-- Source extract --

════

On October 3, 1977, a special unit of fifteen lawmen from three counties was organized to capture the killer, or killers. From interviews conducted with local sex workers, strippers, and barmaids, it was determined that all of the sex worker victims were single and worked on (or frequented) the Dale Mabry Strip, which at the time was a mile-long row of "bars, adult book stores, strip shows, and X-rated movie houses". Five of the victims were shot in the head with a .22 caliber gun. Three were found nude, and three others were partially nude. Two had been strangled. All of the sex worker victims also had their purses stolen. Police stated that they were killed at undetermined locations and dumped where they were discovered.

Harold Vetter, a local professor of criminology, suspected that the murders could be connected to a "warfare among pimps along the strip" rather than the work of a sexually depraved murderer. Hillsborough County detective Ron Poindexter said of the killings in January 1978: "To say one man did it wouldn't be truthful, and to say the killings are unrelated wouldn't be truthful, we just don't know."

Another death initially considered related to the murders, that of Chicago socialite Eleanor Peters, was later found to have been an accidental drug overdose. Peters was vacationing with friends in Tampa when she collapsed into the bushes near a golf course on September 14, 1977.

===Suspects===
On January 12, 1979, Gene Arthur Wirtjes, 44, was sentenced to 25 years in prison for the murder of Jo Ann Parnell. Wirtjes was already serving a one-year sentence in the Hillsborough County Jail for stealing a truck in July 1977. He had killed Parnell to prevent her from testifying in an aggravated battery case involving a stabbing that occurred at a local bar on July 5, 1977.

════

-- Supplied data --
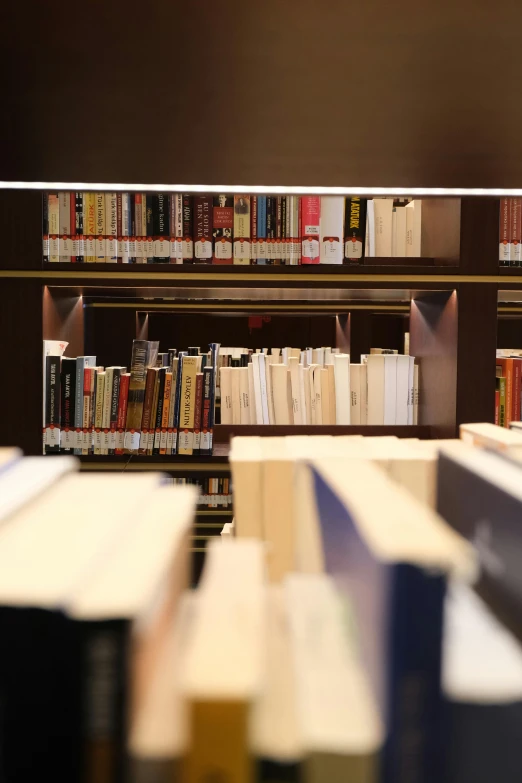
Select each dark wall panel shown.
[0,0,522,187]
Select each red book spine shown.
[301,196,321,264]
[114,372,130,454]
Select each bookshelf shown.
[0,190,498,466]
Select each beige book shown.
[238,367,250,424]
[326,366,336,424]
[284,574,385,783]
[229,436,264,539]
[270,364,294,425]
[312,365,323,424]
[260,438,296,582]
[182,538,266,783]
[287,356,304,424]
[178,356,198,455]
[366,354,385,424]
[247,362,257,424]
[219,367,233,424]
[230,367,241,424]
[316,367,333,424]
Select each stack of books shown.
[218,346,419,425]
[43,340,219,456]
[43,191,421,266]
[495,348,522,428]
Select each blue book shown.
[306,460,473,783]
[74,356,96,454]
[257,196,267,264]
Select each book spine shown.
[154,193,170,264]
[94,193,105,263]
[58,191,72,264]
[69,193,78,264]
[129,193,137,264]
[234,196,250,266]
[83,193,96,264]
[509,198,522,266]
[152,367,167,454]
[498,198,511,266]
[44,356,60,454]
[47,193,60,263]
[109,367,121,455]
[159,370,172,454]
[114,372,130,455]
[199,366,214,457]
[125,340,149,454]
[344,198,366,264]
[301,196,321,264]
[116,193,125,264]
[183,193,194,264]
[74,191,85,264]
[193,372,203,456]
[42,193,49,264]
[256,196,267,266]
[193,196,213,264]
[139,367,156,454]
[60,359,76,454]
[250,196,259,264]
[105,193,118,264]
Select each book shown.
[344,198,366,264]
[405,199,422,258]
[105,193,118,264]
[373,198,392,256]
[60,356,76,454]
[319,196,344,264]
[178,356,198,455]
[212,194,234,264]
[193,196,213,264]
[47,193,60,263]
[124,340,150,454]
[234,196,250,265]
[498,198,512,266]
[301,196,321,264]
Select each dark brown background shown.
[0,0,522,187]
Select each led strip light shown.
[0,181,522,197]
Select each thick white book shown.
[366,353,385,424]
[373,198,393,257]
[392,207,406,258]
[270,364,294,425]
[219,367,234,424]
[313,365,323,424]
[333,353,350,424]
[405,199,422,258]
[298,364,312,424]
[230,367,241,424]
[319,196,344,264]
[364,199,375,258]
[384,354,397,424]
[287,356,304,424]
[395,354,410,425]
[259,353,270,424]
[350,364,363,424]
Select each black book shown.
[60,357,76,454]
[152,367,167,454]
[45,356,61,454]
[109,367,122,454]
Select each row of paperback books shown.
[498,198,522,266]
[170,476,232,511]
[43,340,219,456]
[43,191,421,265]
[218,347,419,425]
[495,348,522,429]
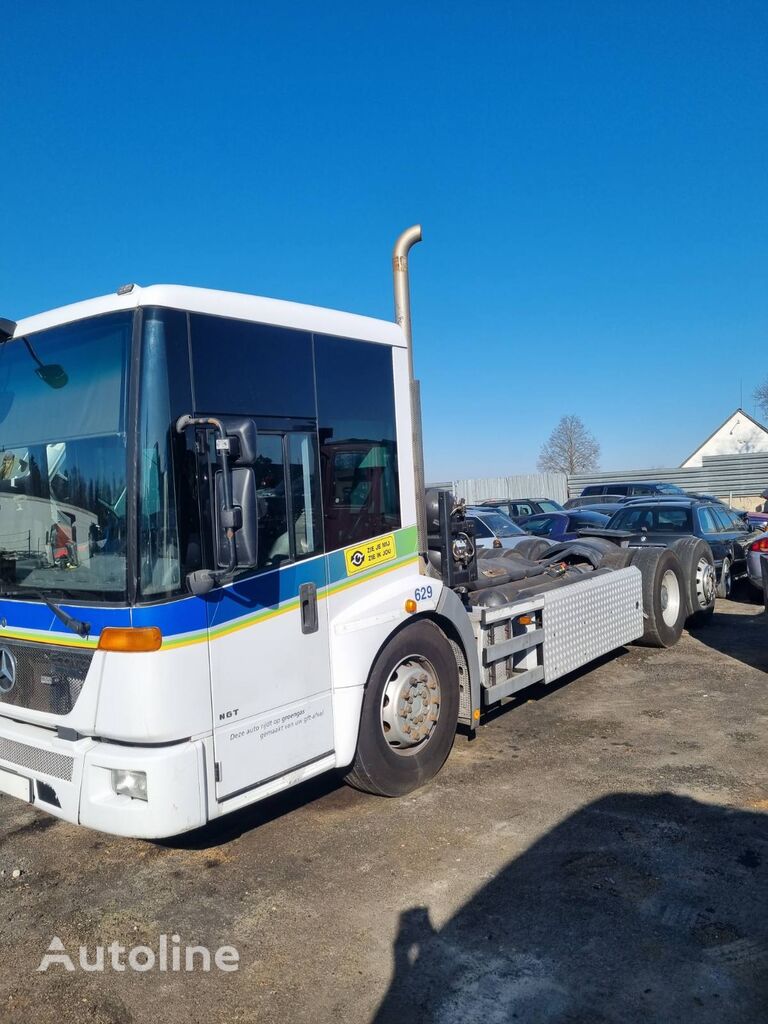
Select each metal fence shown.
[442,452,768,504]
[568,452,768,498]
[451,473,568,505]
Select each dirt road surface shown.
[0,600,768,1024]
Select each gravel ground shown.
[0,600,768,1024]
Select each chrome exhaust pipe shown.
[392,224,427,567]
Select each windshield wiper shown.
[0,581,91,637]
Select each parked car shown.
[466,505,551,558]
[578,495,633,516]
[518,509,610,544]
[605,495,755,597]
[478,498,562,522]
[746,530,768,594]
[582,480,685,498]
[563,495,625,509]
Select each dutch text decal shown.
[344,534,397,575]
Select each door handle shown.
[299,583,318,633]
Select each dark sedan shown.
[479,498,562,522]
[517,509,609,543]
[606,498,755,597]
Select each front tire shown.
[344,620,459,797]
[672,537,717,623]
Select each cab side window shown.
[314,335,400,551]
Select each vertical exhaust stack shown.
[392,224,427,562]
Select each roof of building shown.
[680,406,768,466]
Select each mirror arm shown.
[176,415,242,594]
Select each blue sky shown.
[0,0,768,479]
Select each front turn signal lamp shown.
[98,626,163,653]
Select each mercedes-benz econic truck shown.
[0,228,714,838]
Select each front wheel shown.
[345,620,459,797]
[672,537,717,623]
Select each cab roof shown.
[13,285,406,348]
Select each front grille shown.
[0,736,74,782]
[0,637,93,715]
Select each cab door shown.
[207,426,334,800]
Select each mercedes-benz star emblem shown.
[0,647,16,693]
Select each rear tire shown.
[632,548,688,647]
[344,620,459,797]
[672,537,717,623]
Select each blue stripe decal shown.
[0,530,417,645]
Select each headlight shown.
[112,768,146,801]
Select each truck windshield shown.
[0,311,133,601]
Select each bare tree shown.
[539,416,600,474]
[753,380,768,418]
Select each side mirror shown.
[214,466,259,568]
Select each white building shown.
[681,409,768,469]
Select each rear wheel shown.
[717,555,733,598]
[345,620,459,797]
[632,548,688,647]
[672,537,717,622]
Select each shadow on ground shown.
[374,794,768,1024]
[690,595,768,672]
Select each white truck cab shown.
[0,232,696,838]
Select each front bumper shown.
[0,718,208,839]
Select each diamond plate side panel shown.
[544,566,643,683]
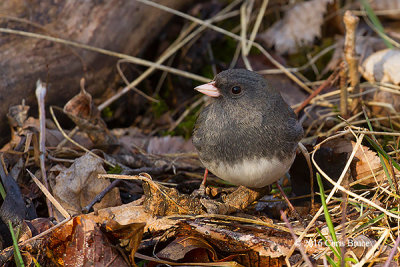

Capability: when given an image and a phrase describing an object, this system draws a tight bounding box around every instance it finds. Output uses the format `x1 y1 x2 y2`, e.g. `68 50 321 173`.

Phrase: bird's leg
199 168 208 195
191 168 208 197
275 181 307 225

════

Please continue the account of the 1977 Dale Mabry Strip killings in Tampa, picking up right after its last sentence.

On April 2, 1980, 23-year-old Robert M. Hardagree was arrested for the murder of Cindy Carlton Stewart. It was determined that Hardagree, Stewart, and a man named Eddie Ray Harvard were drinking heavily on December 31, 1978, and that Hardagree had murdered Stewart after driving her to a swamp. He was found guilty and sentenced to life imprisonment on October 15, 1980.

Convicted serial killer Gerald Stano confessed to the murders of Diana Valleck, Enid Branch, Joan Foster, and Emily Grieve, among 37 others, after his arrest; whether these were false confessions or not is unknown. He later proclaimed his innocence, saying he was forced to make false confessions by the lead investigator.

In 1979, a 28-year-old itinerant laborer named Jerry Frank Townsend was arrested for raping a woman in Downtown Miami. He confessed to a number of murders and was once considered a suspect in the Pasco County killings. However, he was released in June 2001 when it was ruled that Townsend, who had an IQ of 56 and the mental capacity of a 7-year-old, was not involved in the killings and had been pressured to falsely confess.